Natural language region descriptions
▶

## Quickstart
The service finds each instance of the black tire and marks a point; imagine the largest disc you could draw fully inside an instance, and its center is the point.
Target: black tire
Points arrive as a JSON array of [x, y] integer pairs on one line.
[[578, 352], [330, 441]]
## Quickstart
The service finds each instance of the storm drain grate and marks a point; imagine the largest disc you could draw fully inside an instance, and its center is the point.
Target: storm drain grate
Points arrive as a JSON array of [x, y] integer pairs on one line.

◀

#### ASSIGNED TASK
Tally the lines above that hold "each" and write the result as a lone number.

#### TASK RESPONSE
2